Request: Print the data exactly as it is given, please.

#### Input rows

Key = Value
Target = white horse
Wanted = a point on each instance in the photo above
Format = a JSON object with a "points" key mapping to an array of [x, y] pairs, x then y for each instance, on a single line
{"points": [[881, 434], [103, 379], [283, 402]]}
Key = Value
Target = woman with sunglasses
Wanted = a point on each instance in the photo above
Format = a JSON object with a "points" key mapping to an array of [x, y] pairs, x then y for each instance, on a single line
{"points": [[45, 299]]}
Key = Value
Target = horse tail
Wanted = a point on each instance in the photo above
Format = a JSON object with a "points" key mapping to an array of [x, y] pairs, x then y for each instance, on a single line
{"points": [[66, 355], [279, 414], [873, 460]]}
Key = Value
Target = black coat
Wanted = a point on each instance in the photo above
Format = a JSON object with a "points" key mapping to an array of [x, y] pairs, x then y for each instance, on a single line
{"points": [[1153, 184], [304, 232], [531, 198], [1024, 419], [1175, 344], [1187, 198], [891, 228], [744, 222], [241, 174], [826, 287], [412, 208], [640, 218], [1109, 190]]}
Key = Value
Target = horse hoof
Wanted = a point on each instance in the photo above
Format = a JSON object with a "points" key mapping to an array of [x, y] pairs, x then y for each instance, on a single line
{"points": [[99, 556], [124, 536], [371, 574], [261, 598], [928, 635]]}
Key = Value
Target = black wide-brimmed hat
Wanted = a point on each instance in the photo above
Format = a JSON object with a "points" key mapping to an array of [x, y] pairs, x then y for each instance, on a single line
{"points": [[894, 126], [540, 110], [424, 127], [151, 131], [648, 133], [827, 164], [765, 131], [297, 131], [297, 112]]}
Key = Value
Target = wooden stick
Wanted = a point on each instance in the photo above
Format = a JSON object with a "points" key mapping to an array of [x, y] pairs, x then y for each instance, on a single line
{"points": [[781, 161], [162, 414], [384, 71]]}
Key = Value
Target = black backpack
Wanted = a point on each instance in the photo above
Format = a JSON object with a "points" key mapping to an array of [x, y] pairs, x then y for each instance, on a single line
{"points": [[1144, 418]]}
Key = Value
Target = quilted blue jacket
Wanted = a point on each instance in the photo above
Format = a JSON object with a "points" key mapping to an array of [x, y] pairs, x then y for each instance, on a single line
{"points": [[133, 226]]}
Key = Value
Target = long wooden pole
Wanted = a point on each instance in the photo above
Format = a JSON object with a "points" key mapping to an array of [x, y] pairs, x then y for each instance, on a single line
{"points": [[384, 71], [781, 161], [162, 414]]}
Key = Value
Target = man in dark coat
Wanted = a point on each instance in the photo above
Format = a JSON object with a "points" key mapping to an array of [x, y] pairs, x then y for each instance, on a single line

########

Worked answer:
Key = Value
Target = white horse
Wanted = a point on each instance in the photo above
Format = a JSON object with a "points" key mapping to an array of [x, y] pairs, x then y for each instance, on a single line
{"points": [[881, 434], [103, 379], [283, 402]]}
Key = Value
Target = woman with sunglasses
Wanted = a point on each instance in the photo above
Format = a JSON object with a "points" key mapping to an array of [x, y] pairs, x then y for each instance, on a single line
{"points": [[45, 299]]}
Key = Value
Target = horse tail
Wanted = a point on each instance in the photo above
Format = a JSON object with a "points" key mapping to an array of [x, y] pairs, x then y for each instance, on a single line
{"points": [[66, 355], [279, 414], [873, 460]]}
Key = Value
Target = black coat
Wanted = a point on each instance in the photo above
Format = a JSON object with a "points" key mapping to an array of [x, y] pairs, x then y for each instance, on a single line
{"points": [[1153, 184], [304, 232], [531, 198], [1024, 419], [1175, 344], [1187, 198], [891, 228], [744, 222], [241, 174], [826, 287], [412, 208], [640, 218], [1109, 190]]}
Key = Value
Target = horse hoof
Wanted = a point on each instance in the photo above
Format = a JSON object with a "points" key mapping to an array of [x, y] pairs, x then y for each instance, on a single line
{"points": [[99, 556], [124, 536], [371, 574], [261, 598], [928, 635]]}
Key = Value
Target = black wide-brimmed hat
Wanted = a point on each instance in the photo above
Format = a JSON object with a "points" key mapping to an array of [x, y] pairs, x then y for each instance, on a single line
{"points": [[894, 126], [540, 110], [424, 127], [151, 131], [648, 133], [827, 164], [765, 131], [297, 131], [297, 112]]}
Key = Value
Target = wooden stick
Wanted = a point on each instance in the photo above
Format = a JSON object with a "points" key mapping to an array of [x, y] pairs, x then y for each instance, on a single line
{"points": [[781, 161], [162, 414], [384, 71]]}
Key = Value
Target = black backpack
Wanted = a point on each instance in the photo above
Format = a JSON object with a "points" key mapping to an array of [x, y] pairs, x then y for each instance, on a single line
{"points": [[1144, 418]]}
Key = Value
Target = quilted blue jacket
Wanted = a point on each instance in the photo above
Format = a JSON object with a "points" key mapping to an array of [x, y] pairs, x then y for each instance, on a single line
{"points": [[133, 226]]}
Key = Value
Target = long wooden pole
Wanted = a point on each instance in the photo above
Format = a JSON object with a "points" key mapping to an array of [x, y] pairs, x then y for each instance, on a single line
{"points": [[384, 71], [781, 161], [162, 414]]}
Key = Value
Target = man in dark coat
Wanted = a point on each instance in the photo above
Format = a JSON object with a "points" key mapping to an array of [x, y] pairs, x then y for each instance, on a single line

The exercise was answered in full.